--- start of RECORDS TO PROCESS ---

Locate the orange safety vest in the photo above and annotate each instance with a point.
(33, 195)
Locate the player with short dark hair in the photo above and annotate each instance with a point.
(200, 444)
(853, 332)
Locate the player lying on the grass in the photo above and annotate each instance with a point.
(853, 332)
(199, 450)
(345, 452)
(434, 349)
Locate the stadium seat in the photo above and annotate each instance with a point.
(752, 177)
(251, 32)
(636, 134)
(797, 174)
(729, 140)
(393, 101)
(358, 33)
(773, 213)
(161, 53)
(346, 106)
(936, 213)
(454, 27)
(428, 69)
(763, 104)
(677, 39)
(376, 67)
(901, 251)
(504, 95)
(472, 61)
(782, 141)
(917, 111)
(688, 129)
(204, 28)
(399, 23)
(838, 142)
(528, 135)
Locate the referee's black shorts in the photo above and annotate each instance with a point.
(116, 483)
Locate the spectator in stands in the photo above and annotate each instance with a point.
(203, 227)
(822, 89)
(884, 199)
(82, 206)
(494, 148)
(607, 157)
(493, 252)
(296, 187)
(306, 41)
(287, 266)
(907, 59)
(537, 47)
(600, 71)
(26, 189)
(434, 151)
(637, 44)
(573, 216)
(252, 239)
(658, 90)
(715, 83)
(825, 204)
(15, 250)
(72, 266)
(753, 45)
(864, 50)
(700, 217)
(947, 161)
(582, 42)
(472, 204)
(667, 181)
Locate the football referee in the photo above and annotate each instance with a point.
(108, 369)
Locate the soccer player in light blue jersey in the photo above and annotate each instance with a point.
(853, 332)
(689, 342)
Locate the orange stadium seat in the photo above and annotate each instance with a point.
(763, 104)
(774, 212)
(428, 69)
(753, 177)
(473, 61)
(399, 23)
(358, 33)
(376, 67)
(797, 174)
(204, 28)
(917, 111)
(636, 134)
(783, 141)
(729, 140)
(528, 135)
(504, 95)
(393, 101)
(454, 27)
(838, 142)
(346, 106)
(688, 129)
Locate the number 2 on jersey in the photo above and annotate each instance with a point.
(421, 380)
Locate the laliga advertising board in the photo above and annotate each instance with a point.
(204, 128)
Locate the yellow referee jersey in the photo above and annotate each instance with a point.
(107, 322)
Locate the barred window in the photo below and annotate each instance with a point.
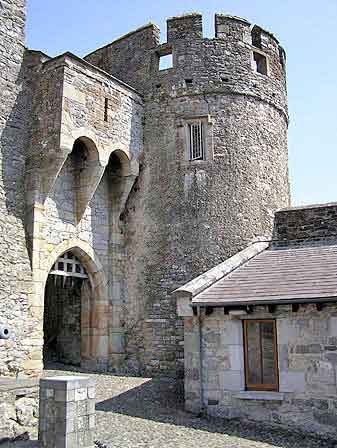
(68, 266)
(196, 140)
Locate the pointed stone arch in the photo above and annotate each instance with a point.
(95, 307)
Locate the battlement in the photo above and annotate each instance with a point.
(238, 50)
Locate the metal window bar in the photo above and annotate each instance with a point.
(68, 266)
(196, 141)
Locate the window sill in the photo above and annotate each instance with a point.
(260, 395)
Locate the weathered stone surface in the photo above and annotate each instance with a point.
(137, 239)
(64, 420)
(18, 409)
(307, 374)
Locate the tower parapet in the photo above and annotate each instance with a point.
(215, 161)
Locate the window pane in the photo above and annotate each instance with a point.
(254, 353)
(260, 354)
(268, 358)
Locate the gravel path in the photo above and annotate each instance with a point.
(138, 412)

--- end of RECORDS TO PROCESS ---
--- start of RECORDS TO PROCESS ---

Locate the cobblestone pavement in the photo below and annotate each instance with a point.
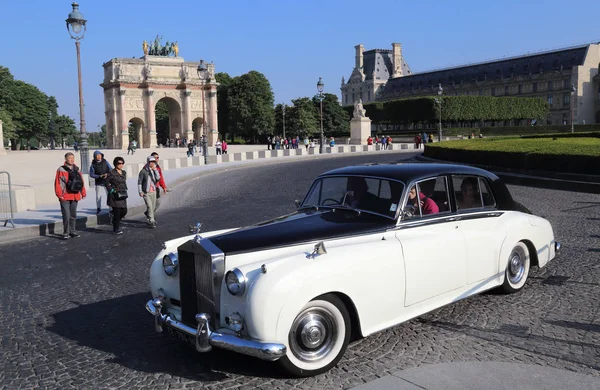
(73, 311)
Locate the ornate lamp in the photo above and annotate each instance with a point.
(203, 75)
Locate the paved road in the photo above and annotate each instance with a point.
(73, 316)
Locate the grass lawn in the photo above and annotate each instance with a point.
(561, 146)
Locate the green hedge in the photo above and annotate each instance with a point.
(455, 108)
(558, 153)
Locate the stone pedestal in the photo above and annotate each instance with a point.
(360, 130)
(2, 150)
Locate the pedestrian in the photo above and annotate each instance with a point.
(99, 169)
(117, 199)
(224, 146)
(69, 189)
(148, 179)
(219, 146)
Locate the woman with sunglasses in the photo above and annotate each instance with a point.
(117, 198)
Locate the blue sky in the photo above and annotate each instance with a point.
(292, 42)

--- end of RECORDS TO PROCESS ---

How many lines in the data contain the string "stadium", with case counting? Reply with the number alone.

**COMPLETED EXERCISE**
2